* _Extrait_
Chaque jour, depuis le démarrage des incendies à Los Angeles le 7 janvier 2025, nous recevons des nouvelles – souvent mauvaises – au sujet d’une connaissance ou d’un proche, victime des mégafeux qui ont décimé des pans entiers de la deuxième ville des États-Unis. Ces derniers ont jusque-là détruit plus de 16 000 hectares, 12 000 structures et tué 27 personnes au moins. « La maison est partie en fumée. Toutes mes peintures... J’ai seulement pu sauver mes chats et mes guitares », déplore Eric Ernest Johnson. Le peintre, qui travaillait à domicile, résidait à Pacific Palissades, ce quartier près de Malibu totalement anéanti par les flammes du feu nommé « Palisades Fire ». La liste des artistes ayant perdu leur habitation, leur atelier, ou les deux, ne cesse de s’allonger : Kathryn Andrews, Ruby Neri, Diana Thater et Kelly Akashi, pour les plus connus d’entre eux, mais aussi Alec Egan, T. Kelly Mason, Christina Quarles, Camilla Taylor, Elizabeth Tremante, Beatriz Cortez ou encore Salomon Huerta.

* _Données fournies_
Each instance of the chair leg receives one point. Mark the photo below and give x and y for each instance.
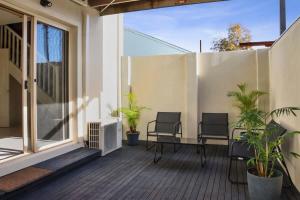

* _Consignes_
1. D'après l'extrait sur les incendies de Los Angeles, pourquoi la destruction de la maison d'Eric Ernest Johnson a-t-elle aussi entraîné la perte de ses peintures ? Répondez en une à trois phrases.
2. Reprenez, s'il vous plaît, l'extrait sur les incendies de Los Angeles à partir de sa dernière phrase.

* _Liste des réponses_
1. Eric Ernest Johnson travaillait à domicile, et ses peintures se trouvaient donc dans sa maison. Celle-ci était située à Pacific Palissades, quartier totalement anéanti par le « Palisades Fire ».

2.
Des quartiers dévastés
Sur place, à l’autre bout de la ville, dans le quartier d’Altadena ravagé par le deuxième mégafeu, le « Eaton Fire », nous sommes confrontés à un paysage de désolation. Des anciennes propriétés cossues, il ne reste plus que les cheminées en pierre sur des rues entières de ruines parsemées, ici et là, d’arbres calcinés. La famille McCarthy a payé un lourd tribut à l’incendie : la maison du plasticien Paul McCarthy a été détruite, de même que celle de sa fille Mara, fondatrice de la galerie The Box, située à Downtown, le cœur historique de Los Angeles. « Nous rouvrirons pour la dernière semaine de l’exposition de Julien Bismuth », nous écrivait dès le lendemain du début des feux son directeur associé, Robert Zin Stark, dont le père a lui aussi perdu son habitation (« Julien Bismuth. Perchings », 23 novembre 2024-18 janvier 2025, The Box Gallery, Los Angeles).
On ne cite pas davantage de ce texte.